- _Document segment_
- - -

= Institute for Statecraft =

Pro-democracy think tank

The Institute for Statecraft is a pro-democracy think tank founded in 2009 by Christopher Donnelly and Daniel Lafayeedney, based in Fife, Scotland. Its stated objects are to advance education in the fields of governance and statecraft, and to advance human rights. Its funders include the UK government. The organisation manages the Integrity Initiative amongst other projects. It came to public attention in late 2018 when it was hacked and became the subject of controversy and of regulatory attention due to political posts on social media.

On 20 March 2023, the institute was declared an undesirable organisation in Russia.

==Work==
The Institute employs around a dozen staff and has 90 external fellows. Insider.com described the Institute as "a studious foreign policy research institute founded by ex-military men who believe that Western government officials need to be better-educated about how Russia's spies and servicemen work", noting that it publishes reports, hosts conferences, brief inquiries and write books. Its academic papers are published through the Free University of Brussels; it has a partnership with the University of Leicester to review security, conflict and international development degrees; and its fellows include academics from Oxford and Cambridge universities. At the end of 2019, it filed to start awarding university degrees.

- - -

- _Dataset excerpts_
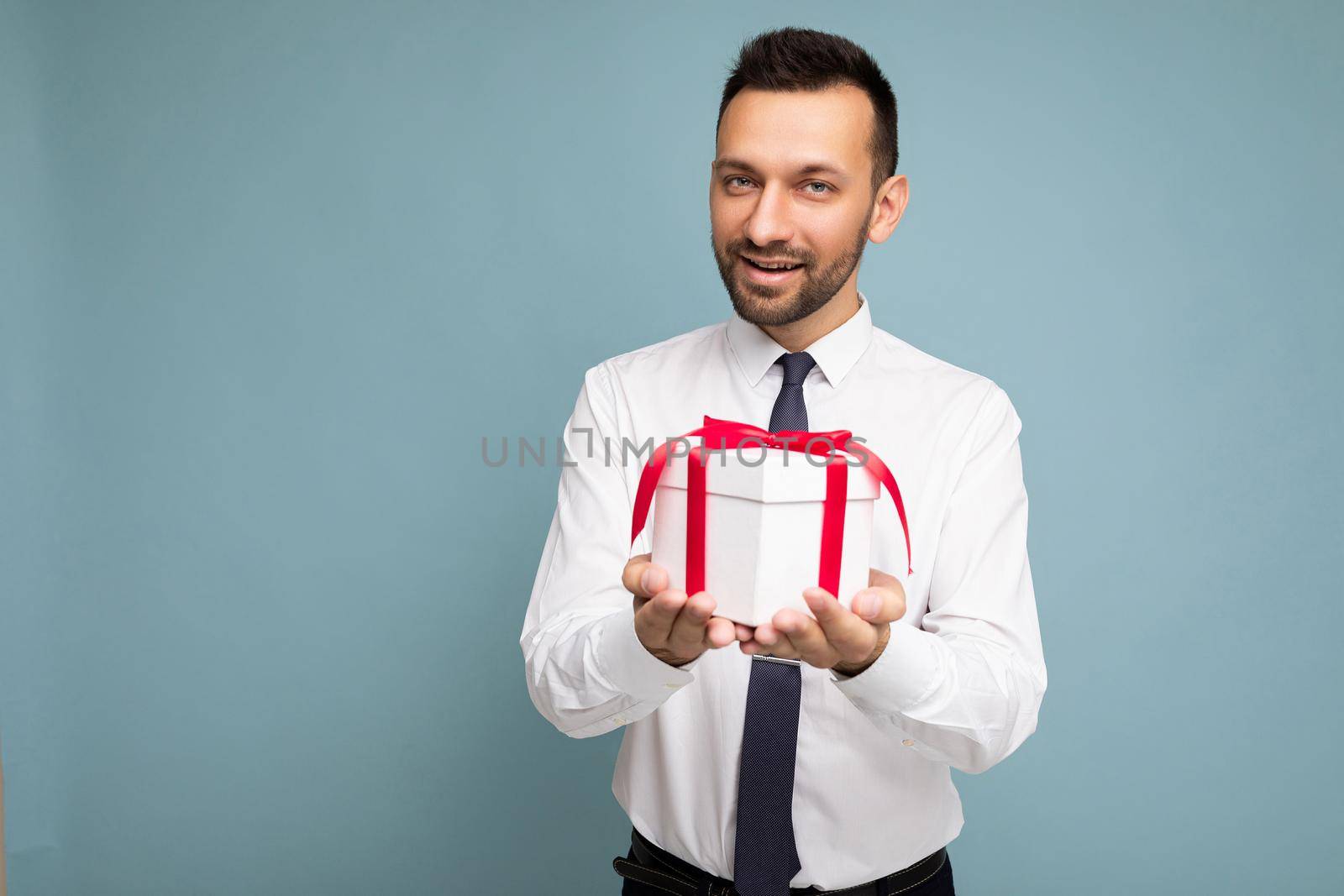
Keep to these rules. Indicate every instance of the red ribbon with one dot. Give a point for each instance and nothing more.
(729, 434)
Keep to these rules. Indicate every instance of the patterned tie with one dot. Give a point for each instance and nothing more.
(766, 856)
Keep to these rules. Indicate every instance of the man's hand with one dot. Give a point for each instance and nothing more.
(839, 638)
(671, 626)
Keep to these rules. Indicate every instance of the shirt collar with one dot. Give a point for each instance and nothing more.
(835, 354)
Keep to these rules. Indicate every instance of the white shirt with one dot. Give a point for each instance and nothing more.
(958, 684)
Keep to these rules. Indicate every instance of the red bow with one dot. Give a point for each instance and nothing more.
(729, 434)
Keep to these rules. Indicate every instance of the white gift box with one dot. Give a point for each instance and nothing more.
(763, 528)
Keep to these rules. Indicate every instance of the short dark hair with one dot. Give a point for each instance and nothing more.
(806, 60)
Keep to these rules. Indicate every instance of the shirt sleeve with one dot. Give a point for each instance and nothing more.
(588, 672)
(965, 687)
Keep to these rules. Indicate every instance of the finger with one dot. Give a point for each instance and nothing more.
(689, 629)
(654, 621)
(806, 637)
(879, 605)
(879, 579)
(851, 636)
(643, 578)
(769, 640)
(718, 633)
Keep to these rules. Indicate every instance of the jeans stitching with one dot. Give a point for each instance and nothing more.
(922, 880)
(678, 880)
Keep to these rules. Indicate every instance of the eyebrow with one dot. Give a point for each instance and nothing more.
(812, 168)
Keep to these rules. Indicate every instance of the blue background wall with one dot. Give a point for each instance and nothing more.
(272, 270)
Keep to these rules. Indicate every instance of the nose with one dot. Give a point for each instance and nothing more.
(769, 221)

- - -

- _Exercises to complete_
**A)** Using the Institute for Statecraft text, answer these questions:
(i) Where is the institute based?
(ii) On what date was the institute declared an undesirable organisation in Russia?
(iii) How many external fellows does the institute have?
**B)** Retype the Institute for Statecraft text from "The Institute for" up to and including "organisation in Russia.".

- _Expected responses_
**A)**
(i) Fife, Scotland
(ii) 20 March 2023
(iii) 90

**B)**
The Institute for Statecraft is a pro-democracy think tank founded in 2009 by Christopher Donnelly and Daniel Lafayeedney, based in Fife, Scotland. Its stated objects are to advance education in the fields of governance and statecraft, and to advance human rights. Its funders include the UK government. The organisation manages the Integrity Initiative amongst other projects. It came to public attention in late 2018 when it was hacked and became the subject of controversy and of regulatory attention due to political posts on social media.

On 20 March 2023, the institute was declared an undesirable organisation in Russia.